Objectives:
1. In the Triumph repair text, what does the owner believe caused the oil leaks?
2. Pick up the Triumph PCV valve text after its last sentence and carry it on.

Education/Credentials
ASE Master Auto with L-1 certification up to 2000

 
   

You are here:  Experts > Home/Garden > Auto Repair > Triumph Repair > TR4A PCV

Triumph Repair - TR4A PCV


Expert: Howard M. Fitzcharles III - 8/30/2008

Question
Hi Howard,

1966 TR4A which I have owned for 8 years. Never had oil leak problems until this summer. Then I got leaks from every where. I am pretty sure I traced it back to a clogged PCV causing crankcase pressurization.  I opened the PCV up and cleaned it but, now I an not so sure the spring and diaphragm inside were assembled correctly. Do you know and can you explain it? I checked several manuals but cannot find a diagram of this part.

Mine had the spring first in the bottom of the valve. Then the little metal disk with the pin sat on top of the spring with the pin pointing down (towards the vent hole in the bottom of the valve). Then the rubber diaphragm on top, then the metal lid. My main question, is the metal disk with the pin supposed to be attached/glued to the rubber diaphragm to keep it properly positioned?  Mine was not so the metal disk was able to float around inside the valve.

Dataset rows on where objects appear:

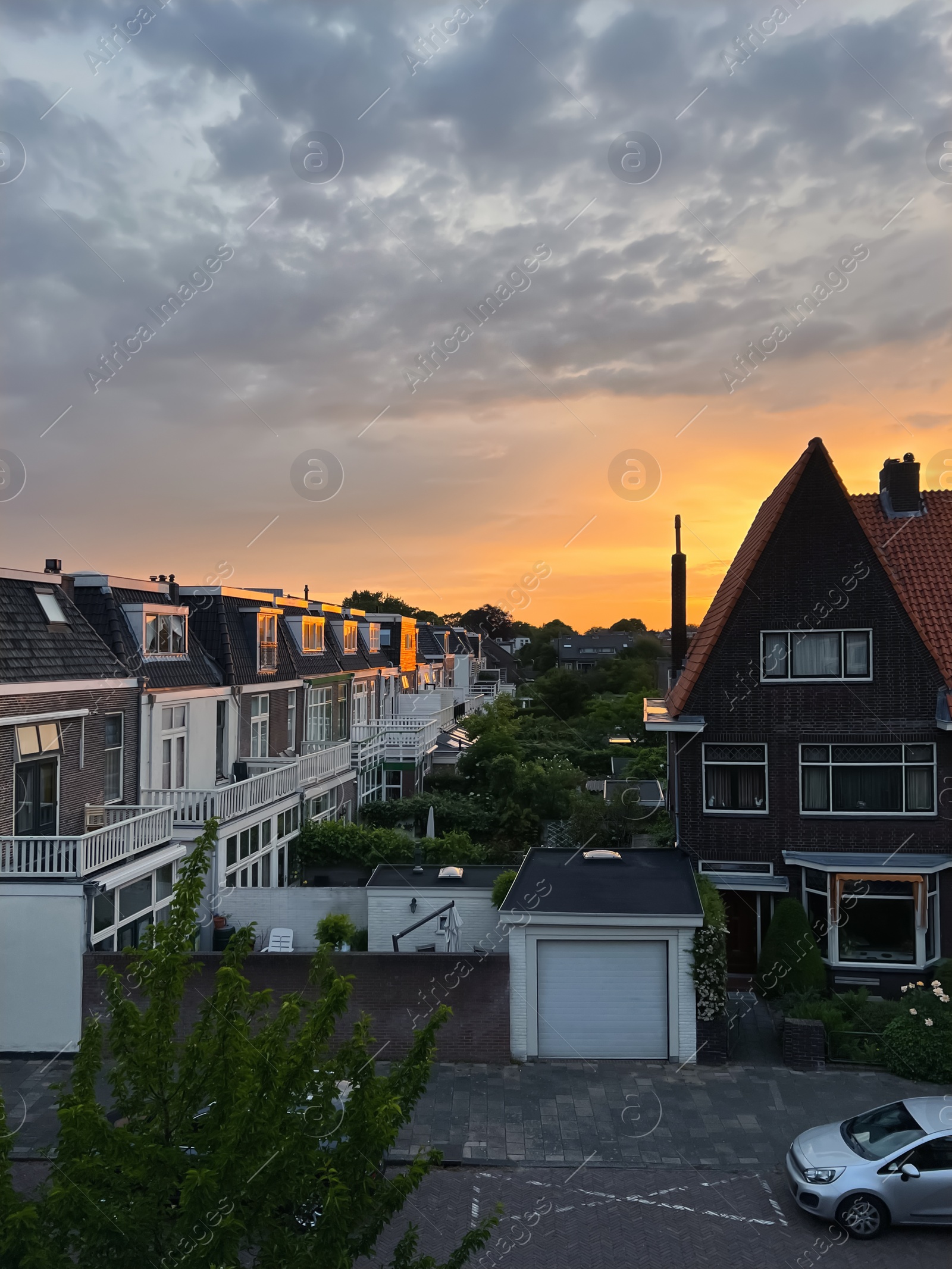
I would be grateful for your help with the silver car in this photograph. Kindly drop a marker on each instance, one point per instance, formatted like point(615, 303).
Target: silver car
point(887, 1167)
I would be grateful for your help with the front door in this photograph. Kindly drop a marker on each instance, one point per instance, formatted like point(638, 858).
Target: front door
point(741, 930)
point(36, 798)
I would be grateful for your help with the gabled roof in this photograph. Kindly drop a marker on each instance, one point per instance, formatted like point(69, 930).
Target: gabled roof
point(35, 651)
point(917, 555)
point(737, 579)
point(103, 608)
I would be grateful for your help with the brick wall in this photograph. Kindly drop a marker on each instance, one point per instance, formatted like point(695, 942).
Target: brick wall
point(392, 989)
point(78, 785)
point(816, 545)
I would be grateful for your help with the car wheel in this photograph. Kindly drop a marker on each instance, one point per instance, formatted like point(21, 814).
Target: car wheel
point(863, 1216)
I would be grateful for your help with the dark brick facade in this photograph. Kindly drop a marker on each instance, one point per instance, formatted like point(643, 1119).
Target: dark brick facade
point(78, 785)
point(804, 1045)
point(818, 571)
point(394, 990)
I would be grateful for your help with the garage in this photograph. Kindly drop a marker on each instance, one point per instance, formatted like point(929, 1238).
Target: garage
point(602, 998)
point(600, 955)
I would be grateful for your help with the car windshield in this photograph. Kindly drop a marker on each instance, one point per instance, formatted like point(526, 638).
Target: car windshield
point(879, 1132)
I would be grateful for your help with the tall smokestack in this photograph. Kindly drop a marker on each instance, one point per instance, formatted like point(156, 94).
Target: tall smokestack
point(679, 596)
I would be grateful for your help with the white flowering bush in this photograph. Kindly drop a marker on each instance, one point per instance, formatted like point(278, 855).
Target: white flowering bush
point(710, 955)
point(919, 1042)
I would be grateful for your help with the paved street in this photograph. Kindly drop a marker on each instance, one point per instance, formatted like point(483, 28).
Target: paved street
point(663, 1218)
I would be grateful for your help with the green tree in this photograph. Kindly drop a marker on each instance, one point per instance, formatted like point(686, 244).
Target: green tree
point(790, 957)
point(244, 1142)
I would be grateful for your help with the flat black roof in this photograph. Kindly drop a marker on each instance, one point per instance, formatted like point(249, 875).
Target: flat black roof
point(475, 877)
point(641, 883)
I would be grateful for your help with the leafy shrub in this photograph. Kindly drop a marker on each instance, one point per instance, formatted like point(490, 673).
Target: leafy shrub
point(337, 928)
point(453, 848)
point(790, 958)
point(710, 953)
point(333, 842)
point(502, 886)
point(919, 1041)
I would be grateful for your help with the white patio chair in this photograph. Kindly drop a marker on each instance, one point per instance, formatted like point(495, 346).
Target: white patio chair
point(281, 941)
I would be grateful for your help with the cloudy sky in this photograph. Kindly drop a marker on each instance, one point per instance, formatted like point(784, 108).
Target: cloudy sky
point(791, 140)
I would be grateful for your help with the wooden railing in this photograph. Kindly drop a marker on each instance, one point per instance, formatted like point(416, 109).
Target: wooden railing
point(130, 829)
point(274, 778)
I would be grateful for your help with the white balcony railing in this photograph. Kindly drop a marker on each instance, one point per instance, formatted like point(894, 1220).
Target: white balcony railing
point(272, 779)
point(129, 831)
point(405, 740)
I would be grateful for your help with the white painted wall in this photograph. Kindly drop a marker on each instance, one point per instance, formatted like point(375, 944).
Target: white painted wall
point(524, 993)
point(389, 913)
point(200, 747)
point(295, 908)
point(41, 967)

...

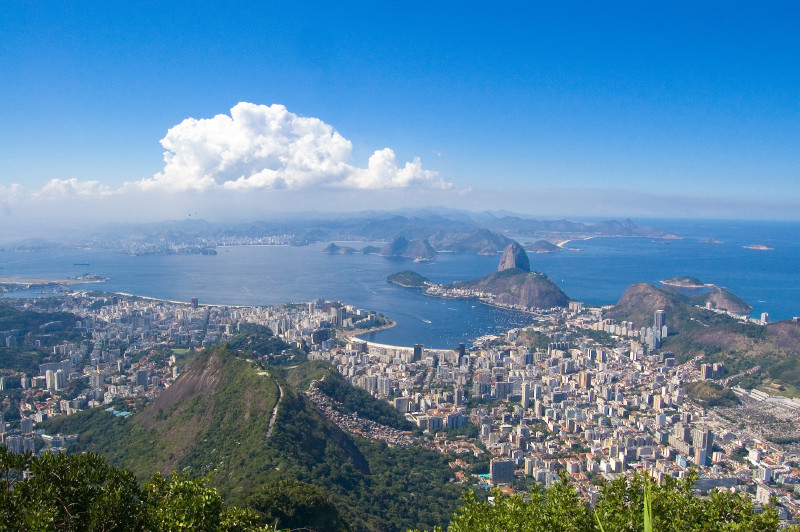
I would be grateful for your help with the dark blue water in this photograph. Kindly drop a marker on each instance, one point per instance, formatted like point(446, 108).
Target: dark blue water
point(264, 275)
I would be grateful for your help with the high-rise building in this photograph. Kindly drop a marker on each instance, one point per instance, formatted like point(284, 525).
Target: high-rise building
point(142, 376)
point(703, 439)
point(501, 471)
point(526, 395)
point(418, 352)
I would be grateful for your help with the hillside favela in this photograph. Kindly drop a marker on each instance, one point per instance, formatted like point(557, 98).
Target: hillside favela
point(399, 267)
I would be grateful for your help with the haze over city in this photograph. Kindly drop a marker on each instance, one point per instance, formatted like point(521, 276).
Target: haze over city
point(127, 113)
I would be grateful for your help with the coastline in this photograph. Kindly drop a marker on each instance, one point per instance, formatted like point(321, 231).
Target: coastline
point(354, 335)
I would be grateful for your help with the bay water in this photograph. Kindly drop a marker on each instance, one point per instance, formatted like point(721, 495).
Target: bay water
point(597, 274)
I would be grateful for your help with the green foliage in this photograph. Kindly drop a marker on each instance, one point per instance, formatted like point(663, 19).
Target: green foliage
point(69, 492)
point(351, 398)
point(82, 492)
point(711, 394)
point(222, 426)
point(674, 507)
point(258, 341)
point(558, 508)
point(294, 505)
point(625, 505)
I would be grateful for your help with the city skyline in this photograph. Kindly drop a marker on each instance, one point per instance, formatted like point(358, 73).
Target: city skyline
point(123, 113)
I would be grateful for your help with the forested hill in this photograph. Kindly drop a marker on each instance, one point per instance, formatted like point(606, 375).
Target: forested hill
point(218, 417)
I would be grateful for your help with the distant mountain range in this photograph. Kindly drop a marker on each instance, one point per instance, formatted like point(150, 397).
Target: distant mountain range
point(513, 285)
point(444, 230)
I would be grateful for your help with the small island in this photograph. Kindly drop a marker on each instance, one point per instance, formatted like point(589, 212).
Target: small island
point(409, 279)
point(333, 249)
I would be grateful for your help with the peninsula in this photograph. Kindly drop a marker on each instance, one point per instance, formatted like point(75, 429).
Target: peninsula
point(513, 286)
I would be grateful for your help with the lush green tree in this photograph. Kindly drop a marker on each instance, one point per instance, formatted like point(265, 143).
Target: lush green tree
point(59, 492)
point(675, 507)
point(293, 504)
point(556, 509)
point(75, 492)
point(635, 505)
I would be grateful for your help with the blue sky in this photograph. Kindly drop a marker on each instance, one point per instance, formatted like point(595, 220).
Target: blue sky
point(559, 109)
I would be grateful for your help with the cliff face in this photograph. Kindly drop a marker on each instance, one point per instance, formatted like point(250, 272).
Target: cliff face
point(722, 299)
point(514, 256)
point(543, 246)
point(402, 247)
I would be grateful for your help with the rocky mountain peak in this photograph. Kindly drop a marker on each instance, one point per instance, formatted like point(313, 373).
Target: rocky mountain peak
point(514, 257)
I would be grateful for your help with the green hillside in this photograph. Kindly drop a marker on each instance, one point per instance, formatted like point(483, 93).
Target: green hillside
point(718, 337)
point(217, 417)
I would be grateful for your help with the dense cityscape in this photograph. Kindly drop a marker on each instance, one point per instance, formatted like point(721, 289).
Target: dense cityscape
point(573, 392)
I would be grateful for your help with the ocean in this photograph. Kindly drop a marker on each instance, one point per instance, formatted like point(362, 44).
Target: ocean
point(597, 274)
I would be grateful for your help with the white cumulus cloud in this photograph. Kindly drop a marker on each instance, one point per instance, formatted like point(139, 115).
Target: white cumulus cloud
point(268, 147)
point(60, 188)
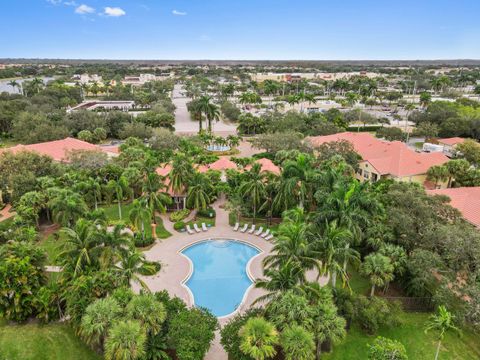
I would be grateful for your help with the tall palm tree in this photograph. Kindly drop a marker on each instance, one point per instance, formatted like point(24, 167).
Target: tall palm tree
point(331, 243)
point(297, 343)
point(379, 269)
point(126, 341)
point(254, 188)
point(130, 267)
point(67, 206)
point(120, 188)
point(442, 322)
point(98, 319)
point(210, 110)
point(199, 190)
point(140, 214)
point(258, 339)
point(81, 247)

Task results:
1. A clogged PCV valve that caused the crankcase to become pressurized.

2.
Thanks

Bob

Answer
Hi Bob,
You are correct as far as the components in order as I remember them. The metal disk that had the pin attached was held in line by several spines that were part of the case. The rubber diaphragm was just a rubber disk and was not attached to the metal disk with the pin attached. The spines of the case kept the pin in line. Be sure the small hole in the metal cover disk is open so that the diaphragm can be forced down when manifold vacuum pulls the diaphragm down.

The same PCV was used on early MGBs too and we use to clean them on certain mileage inspections. If you have cleaned it and the ports and you still have oil leaks, you may have excess crankcase pressure which comes from ring leakage. You should run a compression leak down test and / or do a dry and wet compression test. This checks for ring leakage. A PCV valve can only handle a small amount of ring leakage.